**Text section**

*** Block opens ***

KNOXVILLE DENTIST SENTENCED TO SIX-MONTH PRISON TERM FOR HEALTCARE FRAUD CONSPIRACY
KNOXVILLE, Tenn. — Knoxville dentist Dr. Clarence “Buzz” Nabers will spend six months in a federal penal facility after pleading guilty to conspiracy to commit health care fraud.
Nabers, 56, who entered a plea agreement with the government in July, was sentenced Friday by U.S. District Court Judge Katherine A. Crytzer in Knoxville.
In addition to the six-month term in prison, Nabers faces six months of home detention and a year on supervised release, according to the federal government. He also must make restitution of nearly $250,000 and pay a $22,128 fine.
Nabers had an unidentified co-conspirator referred to as T.N., federal records show. T.N. was the practice manager, documents state.
Defense attorney Stephen Ross Johnson said his Knoxville dental practice will continue. The case dates to “something that ended many years ago,” he said in a written release.
Nabers has taken responsibility for his actions, according to Johnson.

*** Block closes ***

**Data extract**
*** Block opens ***

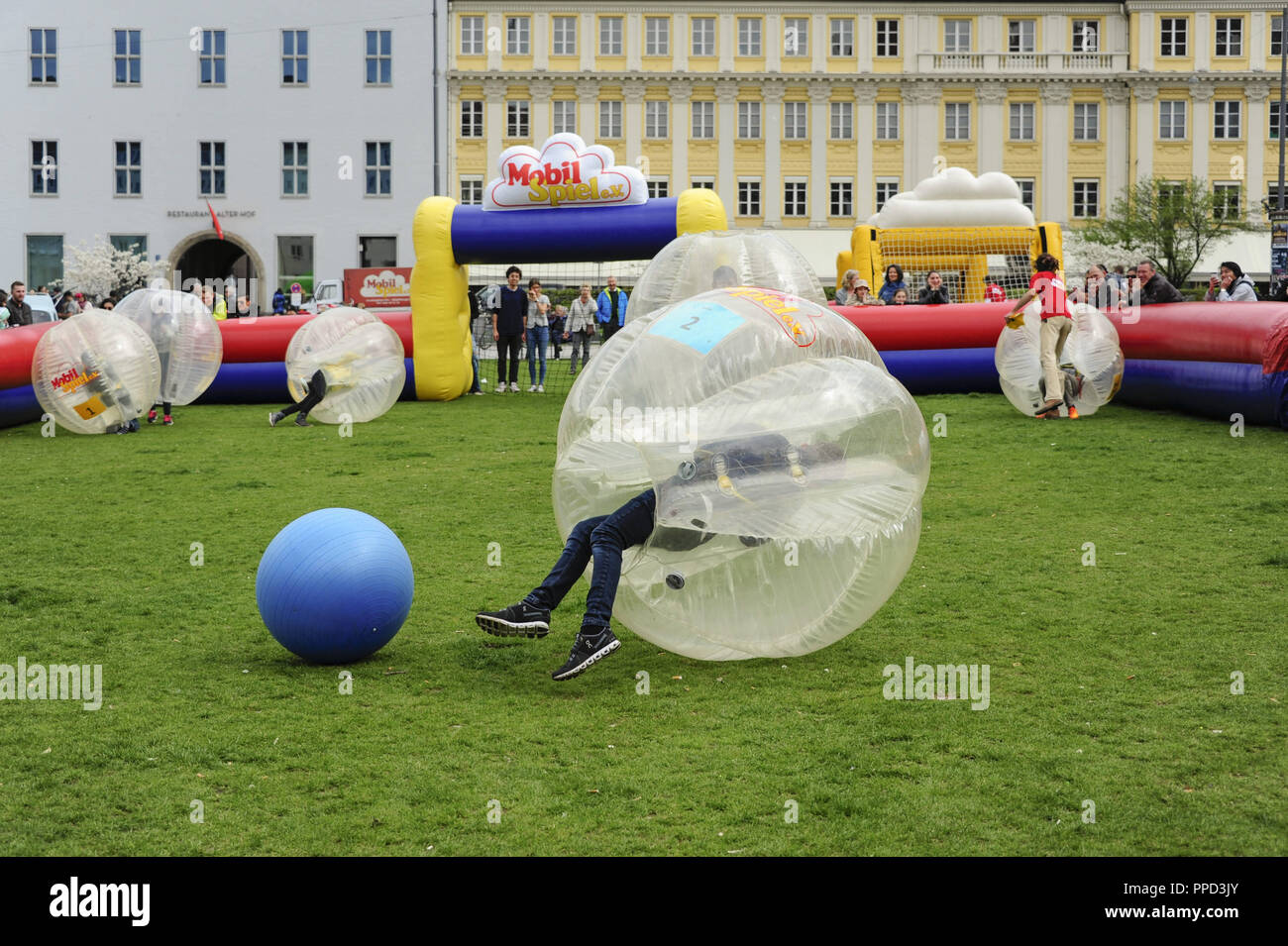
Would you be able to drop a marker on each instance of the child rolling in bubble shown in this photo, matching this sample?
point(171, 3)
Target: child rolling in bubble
point(603, 540)
point(1047, 284)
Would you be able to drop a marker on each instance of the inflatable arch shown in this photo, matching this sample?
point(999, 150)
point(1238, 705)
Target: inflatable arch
point(962, 249)
point(449, 237)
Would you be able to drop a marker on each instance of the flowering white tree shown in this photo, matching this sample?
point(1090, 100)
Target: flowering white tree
point(101, 269)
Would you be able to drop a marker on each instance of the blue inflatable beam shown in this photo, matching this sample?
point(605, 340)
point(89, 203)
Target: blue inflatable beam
point(943, 370)
point(265, 382)
point(1209, 389)
point(563, 235)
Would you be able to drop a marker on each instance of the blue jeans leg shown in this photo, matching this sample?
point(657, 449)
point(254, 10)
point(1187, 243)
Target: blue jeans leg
point(601, 538)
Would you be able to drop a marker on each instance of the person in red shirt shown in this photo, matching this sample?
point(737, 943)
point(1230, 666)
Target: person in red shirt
point(1047, 286)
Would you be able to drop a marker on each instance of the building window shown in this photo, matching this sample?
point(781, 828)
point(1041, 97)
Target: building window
point(1086, 121)
point(565, 37)
point(128, 56)
point(609, 35)
point(516, 120)
point(134, 244)
point(1228, 120)
point(610, 120)
point(211, 167)
point(1228, 201)
point(1021, 121)
point(518, 35)
point(794, 198)
point(703, 120)
point(888, 121)
point(129, 168)
point(472, 190)
point(472, 119)
point(295, 168)
point(213, 56)
point(657, 37)
point(378, 59)
point(1025, 190)
point(656, 119)
point(295, 56)
point(378, 168)
point(1229, 37)
point(956, 35)
point(1171, 120)
point(377, 253)
point(1086, 198)
point(44, 167)
point(44, 261)
point(703, 37)
point(565, 116)
point(1086, 37)
point(842, 37)
point(797, 120)
point(842, 121)
point(1172, 37)
point(44, 58)
point(887, 188)
point(1021, 35)
point(888, 38)
point(841, 198)
point(472, 35)
point(795, 37)
point(957, 121)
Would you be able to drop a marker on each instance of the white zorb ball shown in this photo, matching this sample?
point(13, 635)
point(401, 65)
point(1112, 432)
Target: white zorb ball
point(185, 336)
point(95, 370)
point(697, 263)
point(360, 357)
point(1091, 349)
point(825, 457)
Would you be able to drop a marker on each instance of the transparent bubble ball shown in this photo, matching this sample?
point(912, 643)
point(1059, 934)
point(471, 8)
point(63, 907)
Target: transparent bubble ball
point(697, 263)
point(1091, 351)
point(789, 469)
point(360, 357)
point(95, 370)
point(185, 336)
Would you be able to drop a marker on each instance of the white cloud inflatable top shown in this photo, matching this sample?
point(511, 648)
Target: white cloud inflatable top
point(566, 171)
point(957, 198)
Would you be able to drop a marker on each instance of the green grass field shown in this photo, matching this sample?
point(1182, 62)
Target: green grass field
point(1109, 683)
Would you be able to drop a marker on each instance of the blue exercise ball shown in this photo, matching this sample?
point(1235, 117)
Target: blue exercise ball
point(334, 585)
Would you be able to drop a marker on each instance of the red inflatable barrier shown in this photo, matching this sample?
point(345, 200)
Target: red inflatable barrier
point(1248, 332)
point(17, 349)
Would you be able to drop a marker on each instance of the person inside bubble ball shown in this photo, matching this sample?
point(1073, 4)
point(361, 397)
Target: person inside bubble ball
point(333, 376)
point(601, 540)
point(1047, 284)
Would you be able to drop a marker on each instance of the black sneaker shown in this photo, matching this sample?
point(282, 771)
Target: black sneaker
point(515, 620)
point(587, 650)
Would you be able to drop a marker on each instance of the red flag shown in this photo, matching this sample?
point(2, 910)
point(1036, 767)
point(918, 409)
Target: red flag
point(215, 220)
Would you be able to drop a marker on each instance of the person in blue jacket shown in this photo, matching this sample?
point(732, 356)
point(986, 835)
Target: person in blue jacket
point(612, 308)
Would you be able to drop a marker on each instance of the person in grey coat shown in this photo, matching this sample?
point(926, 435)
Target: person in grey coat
point(581, 326)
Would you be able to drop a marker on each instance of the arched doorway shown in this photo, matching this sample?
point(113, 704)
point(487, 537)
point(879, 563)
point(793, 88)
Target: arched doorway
point(206, 258)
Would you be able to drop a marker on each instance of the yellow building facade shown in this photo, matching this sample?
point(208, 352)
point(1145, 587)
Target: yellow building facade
point(810, 115)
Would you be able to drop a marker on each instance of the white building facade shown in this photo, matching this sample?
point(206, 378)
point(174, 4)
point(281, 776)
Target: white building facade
point(313, 134)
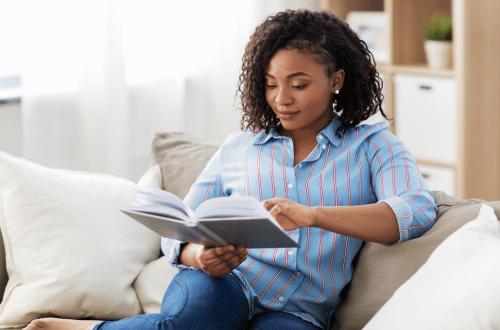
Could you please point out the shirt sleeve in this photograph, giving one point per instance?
(206, 186)
(397, 181)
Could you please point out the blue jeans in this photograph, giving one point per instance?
(195, 300)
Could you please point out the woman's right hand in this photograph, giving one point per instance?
(217, 261)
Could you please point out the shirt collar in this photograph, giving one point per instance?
(328, 132)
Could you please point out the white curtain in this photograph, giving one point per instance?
(101, 77)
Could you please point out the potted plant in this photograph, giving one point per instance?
(438, 46)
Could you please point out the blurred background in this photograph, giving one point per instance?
(84, 85)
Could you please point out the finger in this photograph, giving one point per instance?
(234, 262)
(219, 270)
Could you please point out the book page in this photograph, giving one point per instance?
(161, 202)
(232, 207)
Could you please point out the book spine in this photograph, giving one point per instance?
(210, 234)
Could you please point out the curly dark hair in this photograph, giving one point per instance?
(338, 47)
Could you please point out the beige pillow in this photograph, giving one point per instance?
(70, 252)
(182, 157)
(381, 268)
(153, 280)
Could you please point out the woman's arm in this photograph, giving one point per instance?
(372, 222)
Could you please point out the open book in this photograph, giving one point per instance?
(239, 221)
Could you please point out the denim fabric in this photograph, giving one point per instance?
(195, 300)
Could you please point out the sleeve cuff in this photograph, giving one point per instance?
(171, 248)
(404, 216)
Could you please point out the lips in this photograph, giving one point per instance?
(284, 115)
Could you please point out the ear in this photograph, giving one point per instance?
(337, 80)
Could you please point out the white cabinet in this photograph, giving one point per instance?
(425, 114)
(439, 178)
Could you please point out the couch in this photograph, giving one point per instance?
(69, 252)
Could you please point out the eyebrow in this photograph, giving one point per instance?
(293, 75)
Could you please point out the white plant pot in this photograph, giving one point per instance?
(439, 54)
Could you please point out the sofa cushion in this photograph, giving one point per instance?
(457, 288)
(181, 157)
(152, 283)
(70, 252)
(382, 268)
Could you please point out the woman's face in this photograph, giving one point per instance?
(300, 92)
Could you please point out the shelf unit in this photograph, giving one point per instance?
(476, 71)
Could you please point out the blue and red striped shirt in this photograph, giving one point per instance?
(366, 164)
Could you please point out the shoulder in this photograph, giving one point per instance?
(377, 132)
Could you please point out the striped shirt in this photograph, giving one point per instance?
(366, 164)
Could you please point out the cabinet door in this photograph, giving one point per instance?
(425, 116)
(377, 118)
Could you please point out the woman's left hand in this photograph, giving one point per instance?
(290, 215)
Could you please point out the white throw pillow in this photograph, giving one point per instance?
(70, 252)
(457, 288)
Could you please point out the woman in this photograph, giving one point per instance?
(307, 82)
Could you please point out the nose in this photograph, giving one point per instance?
(282, 96)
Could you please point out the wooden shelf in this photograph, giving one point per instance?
(475, 70)
(418, 69)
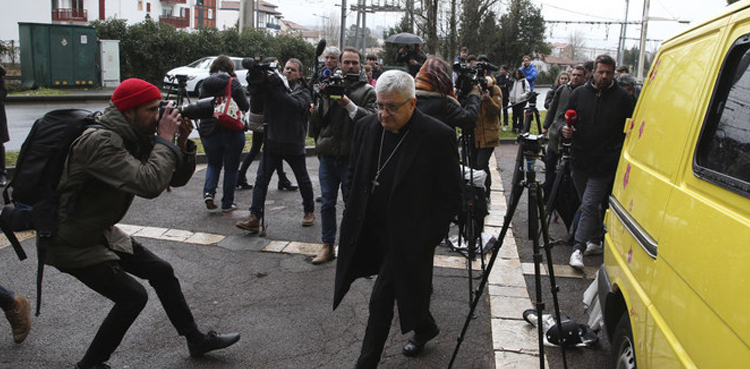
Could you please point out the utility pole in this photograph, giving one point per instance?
(343, 25)
(642, 51)
(247, 12)
(623, 34)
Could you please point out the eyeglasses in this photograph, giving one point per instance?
(391, 108)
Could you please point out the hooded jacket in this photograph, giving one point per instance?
(105, 170)
(599, 133)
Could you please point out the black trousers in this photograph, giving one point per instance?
(382, 300)
(113, 280)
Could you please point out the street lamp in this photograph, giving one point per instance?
(644, 28)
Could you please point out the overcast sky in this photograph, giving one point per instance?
(312, 12)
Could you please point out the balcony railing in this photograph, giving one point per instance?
(178, 22)
(70, 14)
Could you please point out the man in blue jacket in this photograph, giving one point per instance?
(529, 70)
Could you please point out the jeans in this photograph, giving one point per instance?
(113, 280)
(6, 298)
(254, 151)
(272, 159)
(592, 191)
(480, 159)
(333, 172)
(518, 116)
(506, 100)
(223, 149)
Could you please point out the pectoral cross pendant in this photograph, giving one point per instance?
(375, 184)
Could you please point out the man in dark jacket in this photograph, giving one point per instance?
(286, 112)
(405, 190)
(332, 125)
(602, 107)
(106, 168)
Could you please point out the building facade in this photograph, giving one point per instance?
(183, 14)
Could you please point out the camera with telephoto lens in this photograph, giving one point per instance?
(201, 109)
(335, 83)
(468, 76)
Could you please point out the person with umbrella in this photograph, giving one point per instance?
(414, 57)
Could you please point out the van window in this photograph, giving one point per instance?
(723, 154)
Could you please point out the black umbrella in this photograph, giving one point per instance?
(405, 38)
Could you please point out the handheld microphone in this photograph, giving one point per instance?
(570, 117)
(319, 49)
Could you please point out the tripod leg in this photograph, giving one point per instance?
(534, 219)
(554, 288)
(516, 192)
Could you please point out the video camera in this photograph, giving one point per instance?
(335, 83)
(201, 109)
(468, 76)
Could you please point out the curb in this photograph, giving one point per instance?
(57, 98)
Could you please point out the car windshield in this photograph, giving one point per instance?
(203, 63)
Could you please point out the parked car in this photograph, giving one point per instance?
(673, 286)
(197, 71)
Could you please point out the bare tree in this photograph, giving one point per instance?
(332, 29)
(576, 42)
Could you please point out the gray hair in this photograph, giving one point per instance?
(332, 50)
(396, 81)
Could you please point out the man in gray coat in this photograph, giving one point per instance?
(131, 155)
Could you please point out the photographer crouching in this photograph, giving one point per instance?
(284, 102)
(345, 97)
(132, 153)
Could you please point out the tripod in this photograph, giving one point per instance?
(530, 147)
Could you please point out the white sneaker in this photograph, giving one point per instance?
(593, 248)
(576, 259)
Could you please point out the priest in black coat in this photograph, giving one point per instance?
(405, 190)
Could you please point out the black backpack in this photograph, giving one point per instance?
(31, 197)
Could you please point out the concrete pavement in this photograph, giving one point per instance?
(266, 289)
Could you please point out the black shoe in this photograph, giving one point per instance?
(416, 342)
(212, 341)
(288, 187)
(244, 186)
(97, 366)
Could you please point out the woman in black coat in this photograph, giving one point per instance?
(435, 96)
(223, 146)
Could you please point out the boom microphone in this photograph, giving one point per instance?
(570, 117)
(249, 63)
(319, 49)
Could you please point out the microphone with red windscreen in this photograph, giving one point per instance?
(570, 117)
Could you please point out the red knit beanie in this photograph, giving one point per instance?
(133, 92)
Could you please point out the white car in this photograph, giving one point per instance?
(197, 71)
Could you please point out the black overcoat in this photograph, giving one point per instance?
(425, 197)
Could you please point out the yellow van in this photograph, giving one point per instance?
(675, 283)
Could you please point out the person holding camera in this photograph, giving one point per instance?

*** Block closes ***

**Required work**
1 – From the article on the Knoxville dentist's sentencing, extract the part that opens with the words containing "Nabers, 56, who" and closes with "a written release.", copied word for word.
2 – According to the article on the Knoxville dentist's sentencing, which judge sentenced Nabers?
3 – Continue the article on the Knoxville dentist's sentencing from its last sentence.

**Your written answers**
1 –
Nabers, 56, who entered a plea agreement with the government in July, was sentenced Friday by U.S. District Court Judge Katherine A. Crytzer in Knoxville.
In addition to the six-month term in prison, Nabers faces six months of home detention and a year on supervised release, according to the federal government. He also must make restitution of nearly $250,000 and pay a $22,128 fine.
Nabers had an unidentified co-conspirator referred to as T.N., federal records show. T.N. was the practice manager, documents state.
Defense attorney Stephen Ross Johnson said his Knoxville dental practice will continue. The case dates to “something that ended many years ago,” he said in a written release.

2 – U.S. District Court Judge Katherine A. Crytzer sentenced him.

3 –
“What occurred back then doesn’t speak to how Dr. Nabers cares for his patients or runs his practice now. As a person of faith, he believes we are all deserving of grace and forgiveness. Dr. Nabers appreciates the support he has received from his loving family, colleagues, patients, and friends, who know him to be a caring person and excellent dentist. Dr. Nabers looks forward to continuing to serve his community as a small business owner, employer, and dentist,” Johnson’s statement on Nabers’ behalf reads.
Federal prosecutors alleged Nabers and the co-conspirator got money for performing dental services that weren’t “properly rendered” — starting at an unclear date and continuing until at least November 2018.
He submitted more than 6,700 fraudulent claims for work he said he did that actually was done by dental hygienists or dental assistants. Some involved patients under age 3.
Nabers, along with staff, operated practices at two locations at the time — one in downtown Knoxville on Gay Street and the other on Thunderhead Road.
“The offense in this case is particularly serious because defendant not only defrauded health care benefits companies — he defrauded his own patients. Instead of personally performing or supervising the dental procedures as he claimed, the procedures were actually performed by dental hygienists or dental assistants without defendant’s supervision and without defendant even being present in the building during the procedures,” Assistant U.S. Attorney William A. Roach Jr. wrote in a Feb. 24 sentencing memo.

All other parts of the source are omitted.